__Exercise 1__
Answer these questions from the text on erbium salts.
(a) What compound is often used as a catalyst for the conversion of epoxide?
(b) As which kind of catalyst are Er(III) salts currently mainly used?
(c) What can be effectively prepared with a very small amount of erbium (III) chloride hexahydrate as catalyst?
__Exercise 2__
Reproduce exactly the stretch of the text on erbium salts from "Er(III) triflate: One" through "erbium (III) triflate.".
__Exercise 3__
Proceed with the text on erbium salts, picking up right after its final sentence.

__Reading text__
______________________________
Erbium is a lanthanide element and a rare earth element. Lanthanide salts are of great importance as lewis acids in green organic chemistry because of their stability and low to moderate toxicity, especially the erbium(III) salt, which is one of the most active lanthanoid(III) derivatives. Erbium(III) salts possess the most important characteristics of green catalysts: they are cheap, easily available, allow reactions to proceed under mild conditions, and can be reused several times without time-consuming purification protocols or significant loss of activity.
The Er(III) salts can be used as homogeneous catalysts and heterogeneous catalysts. However, Er(III) salts are currently mainly used as homogeneous catalysts, and there are few reports on them as heterogeneous catalysts.
Er(III) triflate: One of the main characteristics of Erbium (III) is the ability to coordinate oxygen atom. Therefore, Er(III) triflate [Er(OTf)3] is often used as a catalyst for the conversion of epoxide. For example, the epoxide can be successfully converted directly to 1,2-diacetate by mixing the epoxide and acetic anhydride together with the catalyst erbium (III) triflate.
Er(III) chloride: The lanthanide salts play a role as lewis acids in organic chemistry, and erbium (III) chloride has a very important position in green chemistry. Various 4,5-diaminocyclopent-2-enone can be effectively prepared by using a very small amount of erbium (III) chloride hexahydrate as catalyst, Erbium (III) chloride hexahydrate is widely present in many natural and synthetic biologically active compounds, and it even can reduce the need for strict drying of experimental conditions. The reaction diagram is shown in Figure 1.
______________________________
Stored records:
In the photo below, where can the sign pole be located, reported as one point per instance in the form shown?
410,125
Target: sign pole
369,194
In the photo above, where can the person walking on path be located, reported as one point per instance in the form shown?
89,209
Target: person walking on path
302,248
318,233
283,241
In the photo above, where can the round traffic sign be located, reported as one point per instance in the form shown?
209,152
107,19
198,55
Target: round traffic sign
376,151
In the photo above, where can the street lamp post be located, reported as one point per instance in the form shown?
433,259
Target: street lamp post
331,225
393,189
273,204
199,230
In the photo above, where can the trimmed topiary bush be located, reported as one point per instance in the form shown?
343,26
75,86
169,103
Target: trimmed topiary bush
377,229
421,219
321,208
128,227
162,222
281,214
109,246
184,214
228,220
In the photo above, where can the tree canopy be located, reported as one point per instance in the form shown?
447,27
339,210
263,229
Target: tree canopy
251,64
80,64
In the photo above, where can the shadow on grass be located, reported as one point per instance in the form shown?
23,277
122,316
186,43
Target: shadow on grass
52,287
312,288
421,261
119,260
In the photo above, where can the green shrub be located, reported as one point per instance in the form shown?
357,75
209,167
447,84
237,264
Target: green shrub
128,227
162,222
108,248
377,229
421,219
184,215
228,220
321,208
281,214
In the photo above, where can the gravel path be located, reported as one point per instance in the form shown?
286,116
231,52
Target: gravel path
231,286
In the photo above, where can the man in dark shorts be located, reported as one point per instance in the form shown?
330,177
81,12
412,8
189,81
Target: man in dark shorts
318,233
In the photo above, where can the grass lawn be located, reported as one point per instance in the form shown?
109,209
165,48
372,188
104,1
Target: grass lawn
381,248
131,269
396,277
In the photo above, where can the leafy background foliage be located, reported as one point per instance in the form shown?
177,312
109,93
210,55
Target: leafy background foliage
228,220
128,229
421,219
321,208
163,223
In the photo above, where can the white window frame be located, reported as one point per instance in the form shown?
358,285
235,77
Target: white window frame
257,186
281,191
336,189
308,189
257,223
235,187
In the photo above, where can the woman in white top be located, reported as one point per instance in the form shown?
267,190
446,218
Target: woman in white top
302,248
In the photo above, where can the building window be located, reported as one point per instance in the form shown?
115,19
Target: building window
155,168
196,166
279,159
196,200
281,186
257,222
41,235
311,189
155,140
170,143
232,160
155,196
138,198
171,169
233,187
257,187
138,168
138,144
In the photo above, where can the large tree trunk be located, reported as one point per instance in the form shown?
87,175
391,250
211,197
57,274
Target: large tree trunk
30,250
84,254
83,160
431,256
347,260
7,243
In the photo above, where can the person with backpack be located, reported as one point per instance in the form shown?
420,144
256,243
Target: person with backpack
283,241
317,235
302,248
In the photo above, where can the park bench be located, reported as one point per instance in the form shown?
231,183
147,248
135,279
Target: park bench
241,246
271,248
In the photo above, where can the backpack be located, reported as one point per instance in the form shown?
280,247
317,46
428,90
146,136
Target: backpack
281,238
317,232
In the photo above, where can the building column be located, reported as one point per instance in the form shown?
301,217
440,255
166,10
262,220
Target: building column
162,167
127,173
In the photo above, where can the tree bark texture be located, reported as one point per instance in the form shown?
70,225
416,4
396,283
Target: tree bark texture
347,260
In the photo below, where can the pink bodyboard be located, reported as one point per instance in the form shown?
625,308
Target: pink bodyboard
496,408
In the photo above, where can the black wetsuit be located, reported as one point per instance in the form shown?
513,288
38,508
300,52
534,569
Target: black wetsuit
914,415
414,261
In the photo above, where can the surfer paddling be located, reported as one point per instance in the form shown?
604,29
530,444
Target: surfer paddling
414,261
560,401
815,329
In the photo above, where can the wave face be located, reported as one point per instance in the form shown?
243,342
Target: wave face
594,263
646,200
______________________________
__Written answer 1__
(a) Er(III) triflate [Er(OTf)3]
(b) Homogeneous catalysts
(c) Various 4,5-diaminocyclopent-2-enone

__Written answer 2__
Er(III) triflate: One of the main characteristics of Erbium (III) is the ability to coordinate oxygen atom. Therefore, Er(III) triflate [Er(OTf)3] is often used as a catalyst for the conversion of epoxide. For example, the epoxide can be successfully converted directly to 1,2-diacetate by mixing the epoxide and acetic anhydride together with the catalyst erbium (III) triflate.

__Written answer 3__
Figure 1 Erbium(III) chloride in the synthesis of trans-4,5-diaminocyclopent-2-enones
There are basically two different strategies for the conversion from homogeneous erbium catalysts to heterogeneous erbium catalysts (as shown in Figure 2), which include metals in metal-organic frameworks (MOFs) or on large surface area inorganic carriers.
Figure 2． Strategies to convert Er(III)-based homogeneous catalysts into heterogeneous catalysts
Many multifunctional catalysts, especially bifunctional catalysts, are designed and applied to asymmetric catalysis to combine a metal ion (acting as lewis acid moiety) with a lewis or brønsted base in the form of an organic functional group. Just as norephedrine was first tested by Tiseni and Peters as a chiral ligand for Er(III), the tertiary amino group was inserted into an aliphatic β-amino alcohol. The greatest advantage of this catalyst is that it can be recovered and reactivated via acid/base wash, and it can be reused without any significant loss of activity.